■ Passage to read

ParallelQueue

A SimPy Extension for parallel queueing systems and routing.

SimPy Introduction

SimPy is a Discrete Event Simulation (DES) package for Python. DES refers to a simulation system which will periodically introduce a specified event as it runs, discrete insofar as each event can be thought of as “happened” or “not happened (yet, or ever)”.

In SimPy, the DES system is contained within its Environment class. The user specifies a system which will run for the Environment upon executing Environment.run().

Within the Environment , the user can define Process and Resource objects which will dynamically interact as the DES is run. In particular, Process objects are the generators of the discrete events we will be working with while a Resource defines an object to be interacted with in this DES “universe”.

In Python, generator objects can be thought of as distinct from functions. Whereas functions have the form of (for some manipulation, foo(a), like a+2 ):

def function(a):
    return foo(a)

generators have the form of:

def generator(a):
    yield foo(a)

where yield instead denotes a single output which will not cause the generator itself to stop being considered. To make this clear, it is possible to have:

def generator(a):
    yield foo(a)
    print('Wait, I forgot this!')
    yield bar(a)

which is useful for an object which will be existing in our universe for a period of time. Return would instead immediately end the function and output foo(a). For a more concrete example, consider:

def generator(a):
     yield print(a)
     print('Wait, I forgot this!')
     yield print(a + 1)
 gen = generator(1)

which, when evaluating with the next command, gives us:

>>> next(gen)
1
>>> next(gen)
Wait, I forgot this!
2

In the end, we now have a way to progress an object in some form of time by taking “steps”.

Module Documentation

Model Components

Basic building components (generators/processes) for parallel models. In general, the framework allows one to build a model by defining an arrival, routing, and job/servicing process such that work is introduced in the order of Arrivals->Router->Job/Servicing.

class parallelqueue.network.Network(**kwargs)

The Network constructor allows a user to create a queueing network by overriding each member. Upon generation, jobs flow through a network in the order of: Arrivals → Router → Job. By default, the Network class can be used to handle JSQd, Redundancy-d, and Threshold-(d,r) models with general arrival and service distributions.

■ Given information
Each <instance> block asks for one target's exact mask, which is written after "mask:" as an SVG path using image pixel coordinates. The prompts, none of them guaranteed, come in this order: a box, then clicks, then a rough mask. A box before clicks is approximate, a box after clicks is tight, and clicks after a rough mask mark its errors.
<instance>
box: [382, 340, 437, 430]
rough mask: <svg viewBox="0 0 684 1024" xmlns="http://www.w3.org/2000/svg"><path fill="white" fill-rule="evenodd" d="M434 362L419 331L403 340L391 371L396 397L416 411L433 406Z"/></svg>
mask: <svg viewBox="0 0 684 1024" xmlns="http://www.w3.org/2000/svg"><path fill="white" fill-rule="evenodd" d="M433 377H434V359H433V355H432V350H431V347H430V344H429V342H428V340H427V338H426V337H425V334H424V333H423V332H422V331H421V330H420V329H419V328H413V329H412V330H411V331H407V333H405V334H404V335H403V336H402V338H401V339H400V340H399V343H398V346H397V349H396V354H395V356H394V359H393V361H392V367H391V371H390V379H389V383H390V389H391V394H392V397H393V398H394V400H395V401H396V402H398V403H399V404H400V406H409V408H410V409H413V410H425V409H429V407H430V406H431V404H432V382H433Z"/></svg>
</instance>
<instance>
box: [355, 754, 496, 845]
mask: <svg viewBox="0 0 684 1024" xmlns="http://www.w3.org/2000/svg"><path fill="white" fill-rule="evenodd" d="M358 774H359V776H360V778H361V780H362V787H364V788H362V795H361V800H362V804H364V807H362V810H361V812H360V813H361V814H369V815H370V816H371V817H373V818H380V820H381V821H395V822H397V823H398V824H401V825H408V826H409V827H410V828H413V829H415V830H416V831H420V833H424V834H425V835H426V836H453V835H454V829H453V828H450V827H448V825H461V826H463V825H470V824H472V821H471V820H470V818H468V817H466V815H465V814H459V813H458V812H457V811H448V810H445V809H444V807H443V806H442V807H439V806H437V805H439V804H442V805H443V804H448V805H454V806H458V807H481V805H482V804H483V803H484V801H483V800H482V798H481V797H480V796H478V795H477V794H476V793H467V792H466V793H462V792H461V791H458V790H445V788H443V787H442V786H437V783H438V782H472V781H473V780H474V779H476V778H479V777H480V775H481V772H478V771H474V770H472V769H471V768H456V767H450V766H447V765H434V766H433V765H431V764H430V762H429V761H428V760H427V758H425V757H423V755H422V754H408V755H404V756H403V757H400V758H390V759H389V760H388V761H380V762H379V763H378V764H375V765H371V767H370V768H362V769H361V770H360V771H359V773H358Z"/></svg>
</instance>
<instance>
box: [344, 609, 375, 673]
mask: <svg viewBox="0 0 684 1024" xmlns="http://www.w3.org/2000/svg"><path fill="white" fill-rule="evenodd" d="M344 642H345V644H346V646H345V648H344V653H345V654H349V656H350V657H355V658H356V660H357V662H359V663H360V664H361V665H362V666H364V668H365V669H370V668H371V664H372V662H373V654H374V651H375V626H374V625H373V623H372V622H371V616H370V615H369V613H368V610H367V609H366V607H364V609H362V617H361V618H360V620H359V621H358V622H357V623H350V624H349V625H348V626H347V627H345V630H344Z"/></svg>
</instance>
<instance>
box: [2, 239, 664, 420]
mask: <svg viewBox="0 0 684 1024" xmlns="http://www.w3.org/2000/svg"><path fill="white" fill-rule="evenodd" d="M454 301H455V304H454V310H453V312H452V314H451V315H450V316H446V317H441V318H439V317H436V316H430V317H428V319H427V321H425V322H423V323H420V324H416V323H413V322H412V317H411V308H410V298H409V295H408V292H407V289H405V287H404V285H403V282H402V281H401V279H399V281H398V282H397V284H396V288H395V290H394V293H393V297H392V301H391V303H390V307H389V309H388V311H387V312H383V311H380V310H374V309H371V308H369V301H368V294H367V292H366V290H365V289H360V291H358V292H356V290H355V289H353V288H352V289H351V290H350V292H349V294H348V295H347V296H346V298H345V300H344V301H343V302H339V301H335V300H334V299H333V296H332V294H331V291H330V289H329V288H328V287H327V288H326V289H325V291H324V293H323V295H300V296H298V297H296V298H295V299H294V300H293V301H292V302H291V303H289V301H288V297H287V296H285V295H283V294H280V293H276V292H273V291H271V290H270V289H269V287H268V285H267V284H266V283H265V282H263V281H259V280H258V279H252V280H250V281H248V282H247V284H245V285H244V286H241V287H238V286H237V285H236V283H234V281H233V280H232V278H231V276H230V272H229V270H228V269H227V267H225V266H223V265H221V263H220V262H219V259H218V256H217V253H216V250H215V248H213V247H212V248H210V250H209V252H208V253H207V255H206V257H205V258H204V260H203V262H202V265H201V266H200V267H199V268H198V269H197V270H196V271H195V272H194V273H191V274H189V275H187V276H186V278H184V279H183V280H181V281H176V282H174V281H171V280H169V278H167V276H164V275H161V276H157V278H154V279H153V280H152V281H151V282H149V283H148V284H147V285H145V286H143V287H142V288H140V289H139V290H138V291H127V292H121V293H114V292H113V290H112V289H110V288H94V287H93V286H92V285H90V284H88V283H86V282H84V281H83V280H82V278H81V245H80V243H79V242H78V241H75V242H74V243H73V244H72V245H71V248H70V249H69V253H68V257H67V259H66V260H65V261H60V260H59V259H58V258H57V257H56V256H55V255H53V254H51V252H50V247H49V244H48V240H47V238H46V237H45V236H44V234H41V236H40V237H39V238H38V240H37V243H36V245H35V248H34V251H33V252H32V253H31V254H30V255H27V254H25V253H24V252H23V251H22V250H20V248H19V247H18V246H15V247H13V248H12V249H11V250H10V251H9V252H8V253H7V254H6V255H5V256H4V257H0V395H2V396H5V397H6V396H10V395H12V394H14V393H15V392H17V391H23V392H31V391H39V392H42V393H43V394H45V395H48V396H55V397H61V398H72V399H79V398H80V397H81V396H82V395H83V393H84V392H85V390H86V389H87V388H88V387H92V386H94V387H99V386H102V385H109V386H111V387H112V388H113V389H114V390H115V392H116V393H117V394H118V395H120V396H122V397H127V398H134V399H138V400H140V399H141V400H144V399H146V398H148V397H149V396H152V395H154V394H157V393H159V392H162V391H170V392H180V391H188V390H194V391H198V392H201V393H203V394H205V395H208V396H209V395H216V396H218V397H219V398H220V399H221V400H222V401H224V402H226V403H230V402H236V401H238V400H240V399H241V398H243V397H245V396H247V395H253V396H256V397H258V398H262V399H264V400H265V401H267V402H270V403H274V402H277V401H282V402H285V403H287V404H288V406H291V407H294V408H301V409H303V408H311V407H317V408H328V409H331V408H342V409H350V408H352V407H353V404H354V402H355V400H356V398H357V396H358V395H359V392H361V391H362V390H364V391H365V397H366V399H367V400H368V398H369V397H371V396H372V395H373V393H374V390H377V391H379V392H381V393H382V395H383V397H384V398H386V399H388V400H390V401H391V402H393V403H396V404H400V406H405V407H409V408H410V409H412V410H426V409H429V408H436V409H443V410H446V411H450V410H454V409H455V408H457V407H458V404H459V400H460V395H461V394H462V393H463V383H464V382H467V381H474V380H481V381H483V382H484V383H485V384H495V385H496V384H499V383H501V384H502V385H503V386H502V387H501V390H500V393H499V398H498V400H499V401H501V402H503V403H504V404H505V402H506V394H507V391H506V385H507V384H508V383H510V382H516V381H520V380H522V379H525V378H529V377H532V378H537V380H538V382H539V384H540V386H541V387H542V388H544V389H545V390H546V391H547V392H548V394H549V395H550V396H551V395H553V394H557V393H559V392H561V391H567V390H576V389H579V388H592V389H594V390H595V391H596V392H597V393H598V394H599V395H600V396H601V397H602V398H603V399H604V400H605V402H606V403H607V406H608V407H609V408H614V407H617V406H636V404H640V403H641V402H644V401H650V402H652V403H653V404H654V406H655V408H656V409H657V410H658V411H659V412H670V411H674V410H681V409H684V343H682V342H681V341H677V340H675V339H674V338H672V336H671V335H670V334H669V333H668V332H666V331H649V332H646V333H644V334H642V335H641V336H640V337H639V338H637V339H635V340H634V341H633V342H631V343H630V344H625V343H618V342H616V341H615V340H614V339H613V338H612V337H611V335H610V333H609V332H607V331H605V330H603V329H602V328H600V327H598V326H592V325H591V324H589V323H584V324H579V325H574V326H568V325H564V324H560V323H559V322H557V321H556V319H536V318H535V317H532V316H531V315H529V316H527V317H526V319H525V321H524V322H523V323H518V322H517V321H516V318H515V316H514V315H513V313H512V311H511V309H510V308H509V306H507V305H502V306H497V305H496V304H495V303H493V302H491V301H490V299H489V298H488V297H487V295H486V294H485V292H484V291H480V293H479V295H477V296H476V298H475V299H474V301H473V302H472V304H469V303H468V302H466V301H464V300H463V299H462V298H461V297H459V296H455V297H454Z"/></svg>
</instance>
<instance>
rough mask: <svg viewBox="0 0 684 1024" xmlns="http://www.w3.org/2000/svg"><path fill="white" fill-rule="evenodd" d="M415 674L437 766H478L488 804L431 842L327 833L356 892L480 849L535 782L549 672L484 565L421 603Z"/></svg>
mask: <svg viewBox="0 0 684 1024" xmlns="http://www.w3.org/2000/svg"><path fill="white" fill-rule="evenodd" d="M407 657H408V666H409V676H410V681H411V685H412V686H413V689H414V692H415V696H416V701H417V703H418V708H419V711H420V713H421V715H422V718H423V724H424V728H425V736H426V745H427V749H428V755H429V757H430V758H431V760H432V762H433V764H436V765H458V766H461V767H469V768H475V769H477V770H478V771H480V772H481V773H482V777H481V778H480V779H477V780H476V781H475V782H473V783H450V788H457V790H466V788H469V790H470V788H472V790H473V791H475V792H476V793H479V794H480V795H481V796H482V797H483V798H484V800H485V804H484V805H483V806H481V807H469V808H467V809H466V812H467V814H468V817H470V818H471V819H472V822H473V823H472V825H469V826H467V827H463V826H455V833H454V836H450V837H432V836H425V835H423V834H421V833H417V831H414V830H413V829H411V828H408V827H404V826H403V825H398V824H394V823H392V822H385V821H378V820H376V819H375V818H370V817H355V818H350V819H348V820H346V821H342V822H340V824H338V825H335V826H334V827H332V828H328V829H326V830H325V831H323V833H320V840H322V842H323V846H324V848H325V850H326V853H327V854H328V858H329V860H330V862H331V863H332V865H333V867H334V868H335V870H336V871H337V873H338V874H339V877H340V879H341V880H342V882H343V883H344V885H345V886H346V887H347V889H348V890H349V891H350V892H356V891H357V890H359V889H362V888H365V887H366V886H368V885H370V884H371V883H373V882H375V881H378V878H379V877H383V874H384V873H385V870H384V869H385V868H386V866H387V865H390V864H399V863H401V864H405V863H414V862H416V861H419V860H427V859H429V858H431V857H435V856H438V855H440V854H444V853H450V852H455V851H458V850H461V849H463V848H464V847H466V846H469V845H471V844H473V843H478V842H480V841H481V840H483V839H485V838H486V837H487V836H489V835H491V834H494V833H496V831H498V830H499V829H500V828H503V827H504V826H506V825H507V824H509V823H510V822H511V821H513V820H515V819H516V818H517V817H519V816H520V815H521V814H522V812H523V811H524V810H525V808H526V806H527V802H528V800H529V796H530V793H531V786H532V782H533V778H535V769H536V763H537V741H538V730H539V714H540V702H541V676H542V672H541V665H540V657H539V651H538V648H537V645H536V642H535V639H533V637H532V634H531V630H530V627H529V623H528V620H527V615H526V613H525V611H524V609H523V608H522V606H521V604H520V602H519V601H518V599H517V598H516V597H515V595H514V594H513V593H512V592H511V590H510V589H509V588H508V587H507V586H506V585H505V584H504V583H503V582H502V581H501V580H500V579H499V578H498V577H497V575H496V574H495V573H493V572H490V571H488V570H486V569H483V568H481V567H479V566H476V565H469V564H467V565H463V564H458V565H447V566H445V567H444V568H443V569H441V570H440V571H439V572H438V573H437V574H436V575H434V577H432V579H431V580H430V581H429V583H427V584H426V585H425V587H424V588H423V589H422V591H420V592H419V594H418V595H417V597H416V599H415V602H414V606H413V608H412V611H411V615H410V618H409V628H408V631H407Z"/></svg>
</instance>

■ Request 1
From the ParallelQueue documentation, copy word for word the part that opens with the words containing "SimPy Introduction" and closes with "upon executing Environment.run().".
■ Request 2
Continue the ParallelQueue documentation from its last sentence.

■ Written response 1
SimPy Introduction

SimPy is a Discrete Event Simulation (DES) package for Python. DES refers to a simulation system which will periodically introduce a specified event as it runs, discrete insofar as each event can be thought of as “happened” or “not happened (yet, or ever)”.

In SimPy, the DES system is contained within its Environment class. The user specifies a system which will run for the Environment upon executing Environment.run().

■ Written response 2
Arrivals(system, env, number, queues, **kwargs)

This generator/process defines how jobs enter the network

static Job(system, env, name, arrive, queues, choice, **kwargs)

This generator/process defines the behaviour of a job (replica or original) after routing.

Router(system, env, name, queues, **kwargs)

This generator/process specifies the scheduling system used.

parallelqueue.arrivals.DefaultArrivals(router, system, env, number, queues, **kwargs)

General arrival process; interarrival times are defined by the given distribution

Parameters
  • router – Router process.

  • system (base_models.ParallelQueueSystem) – System providing environment.

  • env (simpy.Environment) – Environment for the simulation

  • number (int) – Max numberJobs of jobs if infiniteJobs is false.

  • queues (List[simpy.Resource]) – A list of all queues making up the parallel system.

parallelqueue.routers.DefaultRouter(job, system, env, name, queues, **kwargs)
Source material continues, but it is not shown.